* Article *
==========

I am skeptical of the value of looking at sheer numbers of lawsuits in evaluating the role of CEQA here.  But since the report does that, it’s worth a response.  Based on the published data contained in the report (in Appendix A), just twelve transit project approvals – at most – were challenged over the three-year period. (It is likely that the total number of challenged projects is somewhat less than that, in reality.  The dataset is confusing and possibly incorrect in its coding of these projects; one of the lawsuits coded as “transit” actually involved a paint and body industrial facility serving transit lines, rather than a transit project. The use of CEQA to ensure that an industrial facility in an urban neighborhood doesn’t harm public health seems quite reasonable, and not truly a challenge to a “transit” project. At least one other, Los Angeles County Regional Park and Open Space District, et al. v. City of Whittier (2011), seems based on the context likely to not actually have been a transit-related lawsuit at all; the case name is the same as other cases challenging an oil drilling project in Whittier.)

==========

* Listed entries *
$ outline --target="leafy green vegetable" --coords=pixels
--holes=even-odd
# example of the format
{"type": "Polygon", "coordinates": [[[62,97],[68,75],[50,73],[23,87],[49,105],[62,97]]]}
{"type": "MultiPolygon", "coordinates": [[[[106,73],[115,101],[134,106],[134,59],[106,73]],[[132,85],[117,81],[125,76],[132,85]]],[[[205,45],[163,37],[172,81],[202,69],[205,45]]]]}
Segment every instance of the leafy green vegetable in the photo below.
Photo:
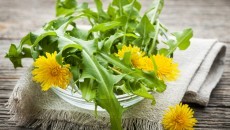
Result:
{"type": "Polygon", "coordinates": [[[14,67],[22,67],[22,58],[36,60],[46,52],[57,52],[60,65],[69,64],[73,76],[70,86],[80,90],[82,98],[95,102],[110,114],[111,129],[121,130],[121,106],[116,95],[130,94],[157,101],[152,92],[162,93],[166,84],[157,76],[153,55],[172,57],[179,48],[185,50],[193,36],[192,29],[168,33],[159,15],[164,0],[154,0],[152,7],[142,15],[138,0],[112,0],[107,11],[101,0],[94,0],[92,10],[88,3],[75,0],[57,0],[57,18],[47,22],[37,32],[28,33],[19,46],[11,44],[6,57],[14,67]],[[77,22],[88,23],[82,28],[77,22]],[[166,48],[158,48],[165,44],[166,48]],[[154,70],[145,71],[132,63],[130,51],[122,58],[115,56],[123,46],[136,46],[152,58],[154,70]]]}

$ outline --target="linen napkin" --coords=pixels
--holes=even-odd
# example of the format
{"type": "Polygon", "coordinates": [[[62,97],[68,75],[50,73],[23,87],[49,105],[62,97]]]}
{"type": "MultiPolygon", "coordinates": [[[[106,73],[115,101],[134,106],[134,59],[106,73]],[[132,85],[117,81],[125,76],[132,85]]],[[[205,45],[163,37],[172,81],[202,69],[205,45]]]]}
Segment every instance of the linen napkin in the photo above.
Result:
{"type": "MultiPolygon", "coordinates": [[[[153,93],[156,105],[143,100],[124,112],[124,130],[162,129],[163,113],[179,102],[207,105],[212,89],[218,83],[224,67],[226,46],[217,40],[192,39],[189,49],[176,51],[180,77],[167,83],[163,93],[153,93]],[[185,95],[185,96],[184,96],[185,95]],[[183,98],[184,97],[184,98],[183,98]]],[[[18,80],[8,106],[19,126],[53,130],[107,130],[110,129],[107,112],[84,110],[60,99],[52,91],[42,92],[32,81],[31,68],[18,80]]]]}

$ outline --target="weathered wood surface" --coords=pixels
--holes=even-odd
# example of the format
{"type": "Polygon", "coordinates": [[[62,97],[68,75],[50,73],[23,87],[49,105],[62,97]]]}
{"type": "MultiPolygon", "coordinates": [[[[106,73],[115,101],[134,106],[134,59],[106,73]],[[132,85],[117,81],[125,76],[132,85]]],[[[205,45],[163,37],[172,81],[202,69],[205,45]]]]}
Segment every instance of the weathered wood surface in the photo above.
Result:
{"type": "MultiPolygon", "coordinates": [[[[149,1],[142,0],[144,9],[149,1]]],[[[4,58],[5,52],[11,42],[18,42],[27,32],[54,18],[54,3],[54,0],[0,0],[0,130],[22,129],[8,120],[11,115],[4,104],[31,63],[31,60],[23,60],[25,67],[14,70],[4,58]]],[[[230,129],[230,0],[166,0],[165,4],[161,21],[170,30],[192,27],[195,37],[218,38],[229,44],[225,72],[212,92],[208,107],[192,107],[199,121],[197,129],[230,129]]]]}

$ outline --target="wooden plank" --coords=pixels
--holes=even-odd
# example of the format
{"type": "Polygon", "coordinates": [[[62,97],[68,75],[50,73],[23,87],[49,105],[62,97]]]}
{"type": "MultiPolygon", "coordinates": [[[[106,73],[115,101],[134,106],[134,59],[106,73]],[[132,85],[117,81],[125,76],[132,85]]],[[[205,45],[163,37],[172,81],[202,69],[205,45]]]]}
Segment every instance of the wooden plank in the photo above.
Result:
{"type": "MultiPolygon", "coordinates": [[[[83,2],[85,0],[78,0],[83,2]]],[[[92,6],[93,0],[90,1],[92,6]]],[[[141,1],[145,10],[149,0],[141,1]]],[[[10,93],[22,72],[32,63],[23,60],[25,68],[14,69],[8,59],[3,58],[11,42],[18,42],[29,31],[40,28],[54,18],[55,0],[0,0],[0,129],[23,129],[9,121],[9,110],[5,108],[10,93]]],[[[108,4],[108,1],[103,3],[108,4]]],[[[230,129],[230,0],[165,0],[161,21],[170,30],[192,27],[195,37],[218,38],[228,42],[226,68],[211,95],[207,107],[191,105],[198,119],[196,129],[230,129]]],[[[25,129],[23,129],[25,130],[25,129]]]]}

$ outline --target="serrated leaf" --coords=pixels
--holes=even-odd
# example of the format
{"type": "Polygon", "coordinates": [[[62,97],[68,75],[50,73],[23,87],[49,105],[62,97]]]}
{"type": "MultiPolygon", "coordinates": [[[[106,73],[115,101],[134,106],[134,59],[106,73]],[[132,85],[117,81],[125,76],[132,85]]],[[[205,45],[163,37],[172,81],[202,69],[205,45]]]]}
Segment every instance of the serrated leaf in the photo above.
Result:
{"type": "Polygon", "coordinates": [[[106,22],[106,23],[101,23],[101,24],[93,26],[93,28],[90,30],[90,32],[97,32],[97,31],[105,32],[107,30],[119,27],[121,25],[122,25],[122,23],[119,21],[110,21],[110,22],[106,22]]]}
{"type": "Polygon", "coordinates": [[[154,35],[154,26],[150,23],[148,17],[144,15],[141,22],[137,26],[136,31],[140,34],[141,46],[148,47],[150,44],[150,37],[154,35]]]}
{"type": "Polygon", "coordinates": [[[96,97],[96,82],[93,79],[84,79],[79,83],[79,89],[82,93],[82,98],[90,102],[96,97]]]}
{"type": "Polygon", "coordinates": [[[103,9],[103,4],[102,4],[101,0],[94,0],[94,2],[97,6],[97,11],[98,11],[99,16],[108,19],[109,17],[103,9]]]}
{"type": "Polygon", "coordinates": [[[169,51],[167,53],[167,56],[171,55],[177,47],[180,50],[187,49],[190,45],[190,39],[193,36],[193,31],[192,29],[188,28],[180,32],[174,32],[172,33],[172,35],[176,37],[176,41],[170,39],[166,42],[166,44],[169,45],[169,51]]]}
{"type": "Polygon", "coordinates": [[[177,45],[180,50],[185,50],[190,45],[190,39],[193,36],[192,29],[184,29],[182,32],[174,32],[172,33],[177,39],[177,45]]]}
{"type": "Polygon", "coordinates": [[[164,0],[154,0],[152,8],[147,12],[147,16],[149,17],[151,24],[153,24],[156,19],[159,17],[163,7],[164,0]]]}
{"type": "Polygon", "coordinates": [[[102,47],[102,50],[110,54],[111,46],[113,45],[114,41],[120,37],[122,37],[124,34],[122,33],[115,33],[114,35],[110,36],[105,42],[102,47]]]}
{"type": "Polygon", "coordinates": [[[121,116],[124,110],[113,93],[113,86],[117,82],[114,75],[109,73],[94,56],[89,55],[85,50],[82,51],[82,58],[83,77],[94,77],[98,82],[96,103],[110,114],[112,129],[121,130],[121,116]]]}
{"type": "Polygon", "coordinates": [[[74,13],[77,7],[76,0],[57,0],[56,16],[74,13]]]}
{"type": "Polygon", "coordinates": [[[5,57],[10,59],[10,61],[14,65],[14,68],[22,67],[22,61],[21,61],[22,57],[20,53],[17,51],[16,45],[14,44],[10,45],[9,52],[6,54],[5,57]]]}

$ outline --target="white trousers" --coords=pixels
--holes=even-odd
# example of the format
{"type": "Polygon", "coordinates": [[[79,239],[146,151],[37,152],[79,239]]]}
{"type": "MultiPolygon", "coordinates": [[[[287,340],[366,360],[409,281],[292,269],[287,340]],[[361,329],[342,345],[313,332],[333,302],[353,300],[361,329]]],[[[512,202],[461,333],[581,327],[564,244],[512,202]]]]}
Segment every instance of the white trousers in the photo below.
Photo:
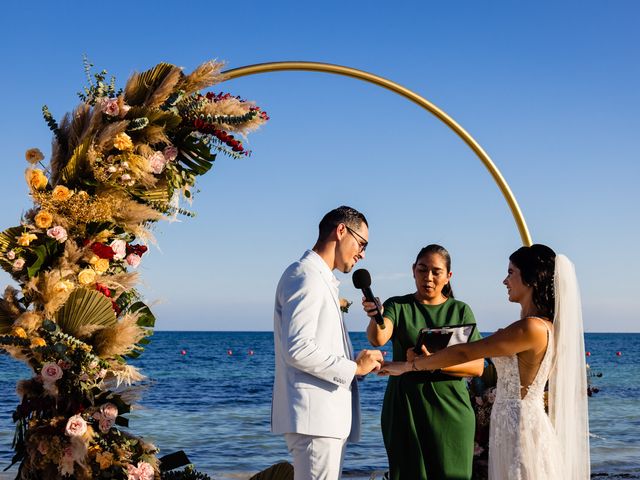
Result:
{"type": "Polygon", "coordinates": [[[347,446],[346,438],[285,433],[293,456],[293,480],[339,480],[347,446]]]}

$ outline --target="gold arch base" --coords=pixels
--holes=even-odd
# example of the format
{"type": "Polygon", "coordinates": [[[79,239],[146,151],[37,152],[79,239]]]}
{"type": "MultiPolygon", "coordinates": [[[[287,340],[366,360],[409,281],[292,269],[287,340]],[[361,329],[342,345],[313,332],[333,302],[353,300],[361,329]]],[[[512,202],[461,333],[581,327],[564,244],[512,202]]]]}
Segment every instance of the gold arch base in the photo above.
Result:
{"type": "Polygon", "coordinates": [[[531,241],[531,235],[529,234],[529,230],[527,228],[527,224],[524,220],[524,216],[522,215],[522,211],[518,206],[518,202],[516,201],[513,192],[507,185],[506,180],[495,166],[489,155],[483,150],[478,142],[469,135],[469,133],[462,128],[453,118],[447,115],[440,108],[435,106],[433,103],[429,102],[427,99],[421,97],[417,93],[409,90],[408,88],[403,87],[391,80],[387,80],[386,78],[379,77],[372,73],[368,73],[362,70],[357,70],[355,68],[345,67],[342,65],[333,65],[330,63],[318,63],[318,62],[270,62],[270,63],[258,63],[255,65],[248,65],[245,67],[234,68],[231,70],[227,70],[223,72],[226,76],[227,80],[231,80],[234,78],[246,77],[249,75],[257,75],[259,73],[269,73],[269,72],[280,72],[280,71],[310,71],[310,72],[324,72],[324,73],[333,73],[336,75],[343,75],[345,77],[356,78],[358,80],[363,80],[365,82],[373,83],[374,85],[378,85],[380,87],[386,88],[387,90],[391,90],[398,95],[405,97],[406,99],[412,101],[413,103],[419,105],[424,108],[426,111],[433,114],[436,118],[442,121],[445,125],[447,125],[451,130],[455,132],[458,137],[460,137],[464,143],[466,143],[471,150],[476,154],[476,156],[480,159],[482,164],[489,171],[493,180],[500,188],[504,199],[507,201],[509,208],[511,209],[511,214],[516,222],[518,227],[518,231],[520,232],[520,238],[522,239],[522,243],[524,245],[531,245],[533,242],[531,241]]]}

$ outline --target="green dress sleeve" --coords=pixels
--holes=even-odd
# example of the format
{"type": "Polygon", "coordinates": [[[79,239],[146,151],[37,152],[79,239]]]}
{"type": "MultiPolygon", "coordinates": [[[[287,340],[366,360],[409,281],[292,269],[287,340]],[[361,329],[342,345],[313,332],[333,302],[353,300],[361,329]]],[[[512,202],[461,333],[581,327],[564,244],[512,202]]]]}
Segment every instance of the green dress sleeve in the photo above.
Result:
{"type": "Polygon", "coordinates": [[[476,322],[476,318],[473,315],[473,311],[469,305],[464,306],[464,314],[463,314],[463,322],[464,323],[474,323],[476,328],[473,329],[473,333],[471,334],[470,342],[475,342],[477,340],[482,340],[482,335],[480,334],[480,329],[478,328],[478,323],[476,322]]]}

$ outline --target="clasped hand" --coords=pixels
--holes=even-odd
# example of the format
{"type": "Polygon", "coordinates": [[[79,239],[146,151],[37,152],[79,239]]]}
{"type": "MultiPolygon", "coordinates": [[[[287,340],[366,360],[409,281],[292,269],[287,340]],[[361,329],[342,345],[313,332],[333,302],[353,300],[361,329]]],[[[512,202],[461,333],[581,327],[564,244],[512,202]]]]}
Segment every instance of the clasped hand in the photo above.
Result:
{"type": "Polygon", "coordinates": [[[431,352],[427,350],[427,347],[422,345],[422,355],[416,354],[413,350],[413,347],[407,350],[407,361],[406,362],[384,362],[382,368],[378,371],[378,375],[382,377],[387,376],[397,376],[402,375],[403,373],[411,372],[414,367],[414,362],[418,358],[428,357],[431,355],[431,352]]]}
{"type": "Polygon", "coordinates": [[[384,363],[380,350],[362,350],[356,358],[356,375],[378,372],[384,363]]]}

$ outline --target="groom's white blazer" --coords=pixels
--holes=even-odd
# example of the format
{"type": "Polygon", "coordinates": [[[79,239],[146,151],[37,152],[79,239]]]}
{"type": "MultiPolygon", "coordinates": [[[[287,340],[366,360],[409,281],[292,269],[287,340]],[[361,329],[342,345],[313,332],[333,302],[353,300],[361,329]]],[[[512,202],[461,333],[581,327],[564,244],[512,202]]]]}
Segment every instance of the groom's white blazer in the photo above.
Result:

==========

Pick up the passage on CEQA challenges to transit projects after its final sentence and keep writing it.

Legal challenges to three or four transit projects per year in a state the size of California does not constitute a crisis in litigation.  And more importantly, mass transit is going forward.  Where I live in Los Angeles, the impediments to rail transit have been mostly political (as documented by my colleague Ethan Elkind in his recent book), not legal.  And even so, the city has dramatically increased rail transit over the past 25 years and will continue to do so into the future, including expansion of the Purple Line and the completion of the Expo Line.  CEQA has not stopped our transit system from growing.  And whatever the impact of CEQA may be on transit, this report’s conclusions do not shed light on the issue.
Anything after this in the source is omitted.